--- START ---
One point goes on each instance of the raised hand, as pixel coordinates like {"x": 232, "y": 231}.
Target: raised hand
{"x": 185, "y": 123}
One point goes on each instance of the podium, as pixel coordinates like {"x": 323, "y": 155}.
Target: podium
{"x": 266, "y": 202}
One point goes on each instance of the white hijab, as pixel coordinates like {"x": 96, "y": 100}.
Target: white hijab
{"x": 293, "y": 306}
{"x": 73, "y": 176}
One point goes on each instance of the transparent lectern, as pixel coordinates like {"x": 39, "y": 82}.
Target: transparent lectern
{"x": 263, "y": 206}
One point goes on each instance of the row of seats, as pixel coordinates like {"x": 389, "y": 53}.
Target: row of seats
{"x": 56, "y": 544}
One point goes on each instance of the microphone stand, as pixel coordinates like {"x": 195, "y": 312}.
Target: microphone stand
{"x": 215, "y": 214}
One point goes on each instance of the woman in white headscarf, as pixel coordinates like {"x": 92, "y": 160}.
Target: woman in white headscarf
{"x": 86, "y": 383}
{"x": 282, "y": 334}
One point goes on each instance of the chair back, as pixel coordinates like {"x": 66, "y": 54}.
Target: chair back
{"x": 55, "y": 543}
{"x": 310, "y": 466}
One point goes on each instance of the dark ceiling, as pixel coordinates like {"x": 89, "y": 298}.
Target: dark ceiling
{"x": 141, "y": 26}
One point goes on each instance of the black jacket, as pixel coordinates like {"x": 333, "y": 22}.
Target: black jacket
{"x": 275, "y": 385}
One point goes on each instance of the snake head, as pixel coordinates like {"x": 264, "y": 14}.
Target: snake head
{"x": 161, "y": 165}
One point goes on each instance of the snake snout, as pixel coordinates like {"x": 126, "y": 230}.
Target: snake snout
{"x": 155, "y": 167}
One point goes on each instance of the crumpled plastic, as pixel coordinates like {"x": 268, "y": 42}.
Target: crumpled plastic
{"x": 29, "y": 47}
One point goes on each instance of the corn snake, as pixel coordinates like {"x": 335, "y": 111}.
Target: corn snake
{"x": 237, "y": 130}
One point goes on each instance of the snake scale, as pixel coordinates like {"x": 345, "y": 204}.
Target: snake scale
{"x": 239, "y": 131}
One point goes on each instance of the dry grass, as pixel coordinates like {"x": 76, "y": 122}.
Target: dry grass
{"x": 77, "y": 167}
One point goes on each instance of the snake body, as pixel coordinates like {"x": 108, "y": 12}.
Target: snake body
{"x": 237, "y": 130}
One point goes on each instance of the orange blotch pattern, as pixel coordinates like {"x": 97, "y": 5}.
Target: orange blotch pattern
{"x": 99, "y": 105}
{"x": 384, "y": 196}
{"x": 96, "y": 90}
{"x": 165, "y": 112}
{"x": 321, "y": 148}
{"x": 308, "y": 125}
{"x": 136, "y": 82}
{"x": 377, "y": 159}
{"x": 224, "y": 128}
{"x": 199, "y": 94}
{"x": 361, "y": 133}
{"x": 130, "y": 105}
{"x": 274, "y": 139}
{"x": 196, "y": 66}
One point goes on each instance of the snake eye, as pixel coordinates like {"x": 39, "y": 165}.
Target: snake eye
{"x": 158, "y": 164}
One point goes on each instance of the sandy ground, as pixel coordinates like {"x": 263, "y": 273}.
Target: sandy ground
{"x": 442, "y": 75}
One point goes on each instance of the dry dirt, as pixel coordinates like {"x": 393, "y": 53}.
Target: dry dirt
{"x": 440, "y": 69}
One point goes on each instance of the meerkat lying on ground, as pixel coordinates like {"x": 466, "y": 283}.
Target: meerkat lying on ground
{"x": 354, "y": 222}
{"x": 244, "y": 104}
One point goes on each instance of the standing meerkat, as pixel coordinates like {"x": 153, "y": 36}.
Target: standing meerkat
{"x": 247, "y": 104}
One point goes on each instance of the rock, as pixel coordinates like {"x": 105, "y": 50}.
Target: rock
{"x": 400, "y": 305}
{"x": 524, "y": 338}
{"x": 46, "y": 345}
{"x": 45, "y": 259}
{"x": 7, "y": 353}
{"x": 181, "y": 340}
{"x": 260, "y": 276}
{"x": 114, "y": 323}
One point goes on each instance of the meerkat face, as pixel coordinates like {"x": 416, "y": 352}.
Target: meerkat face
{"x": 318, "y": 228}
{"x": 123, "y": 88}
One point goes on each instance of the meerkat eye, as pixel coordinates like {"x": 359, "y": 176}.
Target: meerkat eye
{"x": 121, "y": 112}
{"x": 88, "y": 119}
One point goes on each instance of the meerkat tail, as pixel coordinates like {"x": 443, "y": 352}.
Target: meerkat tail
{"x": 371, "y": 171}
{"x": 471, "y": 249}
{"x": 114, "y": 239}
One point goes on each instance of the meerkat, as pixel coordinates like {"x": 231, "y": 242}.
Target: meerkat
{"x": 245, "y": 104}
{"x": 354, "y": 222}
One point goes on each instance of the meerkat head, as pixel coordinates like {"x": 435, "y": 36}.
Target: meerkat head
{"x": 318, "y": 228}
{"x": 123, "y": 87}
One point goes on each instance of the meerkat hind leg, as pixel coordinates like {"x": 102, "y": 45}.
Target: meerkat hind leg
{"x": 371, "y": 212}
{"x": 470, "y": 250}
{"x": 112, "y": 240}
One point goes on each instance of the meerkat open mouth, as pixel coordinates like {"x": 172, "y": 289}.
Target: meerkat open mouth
--- END ---
Work to complete :: Quote the entire listing above exactly.

The output ::
One point goes on each instance of the raised hand, as pixel coordinates like {"x": 232, "y": 231}.
Target: raised hand
{"x": 185, "y": 123}
One point goes on each instance of the podium, as pixel coordinates like {"x": 323, "y": 155}.
Target: podium
{"x": 266, "y": 202}
One point goes on each instance of the white hijab, as pixel coordinates like {"x": 96, "y": 100}.
Target: white hijab
{"x": 293, "y": 306}
{"x": 73, "y": 176}
One point goes on each instance of the transparent lectern, as pixel coordinates like {"x": 39, "y": 82}.
Target: transparent lectern
{"x": 263, "y": 206}
One point goes on each instance of the row of seats, as pixel coordinates like {"x": 389, "y": 53}.
Target: row of seats
{"x": 56, "y": 544}
One point goes on each instance of the microphone stand, as pixel coordinates like {"x": 195, "y": 312}.
Target: microphone stand
{"x": 215, "y": 214}
One point goes on each instance of the woman in white headscarf, as pixel coordinates like {"x": 92, "y": 160}.
Target: woman in white headscarf
{"x": 86, "y": 383}
{"x": 282, "y": 334}
One point goes on each instance of the chair back, as pixel coordinates like {"x": 66, "y": 54}.
Target: chair back
{"x": 55, "y": 543}
{"x": 310, "y": 466}
One point goes on each instance of the dark ceiling, as pixel coordinates like {"x": 89, "y": 298}.
Target: dark ceiling
{"x": 141, "y": 26}
One point goes on each instance of the black jacket, as pixel coordinates like {"x": 333, "y": 22}.
Target: black jacket
{"x": 275, "y": 385}
One point goes on each instance of the snake head, as pixel coordinates like {"x": 264, "y": 14}.
Target: snake head
{"x": 161, "y": 165}
One point goes on each instance of the snake snout, as pixel coordinates like {"x": 126, "y": 230}.
Target: snake snout
{"x": 155, "y": 167}
One point goes on each instance of the crumpled plastic, as pixel coordinates like {"x": 268, "y": 42}.
Target: crumpled plastic
{"x": 29, "y": 47}
One point goes on each instance of the corn snake, as pixel coordinates like {"x": 335, "y": 111}.
Target: corn snake
{"x": 237, "y": 130}
One point goes on each instance of the snake scale, as pixel coordinates like {"x": 345, "y": 204}.
Target: snake scale
{"x": 239, "y": 131}
One point goes on each instance of the dry grass, as pixel coordinates like {"x": 76, "y": 122}.
Target: dry grass
{"x": 77, "y": 167}
One point goes on each instance of the snake body, as pixel coordinates like {"x": 108, "y": 12}.
Target: snake body
{"x": 237, "y": 130}
One point goes on each instance of the orange blotch pattern, as pixel coordinates like {"x": 97, "y": 5}.
Target: orange blotch pattern
{"x": 99, "y": 105}
{"x": 384, "y": 196}
{"x": 96, "y": 90}
{"x": 165, "y": 112}
{"x": 321, "y": 148}
{"x": 308, "y": 125}
{"x": 136, "y": 82}
{"x": 377, "y": 159}
{"x": 224, "y": 128}
{"x": 199, "y": 94}
{"x": 361, "y": 133}
{"x": 130, "y": 105}
{"x": 274, "y": 139}
{"x": 196, "y": 66}
One point goes on each instance of the snake eye, as pixel coordinates like {"x": 39, "y": 165}.
Target: snake eye
{"x": 158, "y": 164}
One point goes on each instance of the sandy ground, as pixel coordinates like {"x": 263, "y": 273}.
Target: sandy ground
{"x": 442, "y": 75}
One point goes on each instance of the dry dirt, as pixel coordinates like {"x": 393, "y": 53}.
Target: dry dirt
{"x": 440, "y": 69}
One point goes on each instance of the meerkat lying on ground, as pixel coordinates like {"x": 466, "y": 283}.
Target: meerkat lying on ground
{"x": 354, "y": 222}
{"x": 244, "y": 104}
One point goes on each instance of the standing meerkat, as pixel coordinates like {"x": 153, "y": 36}.
Target: standing meerkat
{"x": 247, "y": 104}
One point goes on each instance of the rock, as pixel coordinates like {"x": 105, "y": 50}.
Target: rock
{"x": 400, "y": 305}
{"x": 524, "y": 338}
{"x": 46, "y": 345}
{"x": 45, "y": 259}
{"x": 7, "y": 353}
{"x": 181, "y": 340}
{"x": 260, "y": 276}
{"x": 114, "y": 323}
One point goes on each instance of the meerkat face, as pixel coordinates like {"x": 416, "y": 352}.
Target: meerkat face
{"x": 318, "y": 228}
{"x": 123, "y": 88}
One point goes on each instance of the meerkat eye, as pixel coordinates like {"x": 359, "y": 176}.
Target: meerkat eye
{"x": 121, "y": 112}
{"x": 88, "y": 119}
One point goes on each instance of the meerkat tail, as pixel coordinates like {"x": 443, "y": 352}.
Target: meerkat tail
{"x": 371, "y": 171}
{"x": 471, "y": 249}
{"x": 114, "y": 239}
One point goes on each instance of the meerkat, as pixel coordinates like {"x": 231, "y": 242}.
Target: meerkat
{"x": 245, "y": 104}
{"x": 354, "y": 222}
One point goes on each instance of the meerkat head, as pixel coordinates like {"x": 435, "y": 36}.
Target: meerkat head
{"x": 318, "y": 228}
{"x": 123, "y": 87}
One point goes on each instance of the meerkat hind leg, as pixel coordinates like {"x": 102, "y": 45}.
Target: meerkat hind leg
{"x": 371, "y": 212}
{"x": 470, "y": 250}
{"x": 112, "y": 240}
One point goes on each instance of the meerkat open mouth, as pixel coordinates like {"x": 172, "y": 289}.
Target: meerkat open mouth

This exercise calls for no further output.